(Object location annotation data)
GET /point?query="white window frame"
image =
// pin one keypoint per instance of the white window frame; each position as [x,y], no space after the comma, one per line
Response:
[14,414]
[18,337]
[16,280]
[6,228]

**What is expected:** Copy the data above line for line, changing nothing.

**Task answer:**
GET /point?query="white window frame"
image =
// pin one keypoint per instance of the white window frame; each position as [x,y], no space after the comma, one per line
Response:
[14,414]
[18,337]
[16,280]
[6,228]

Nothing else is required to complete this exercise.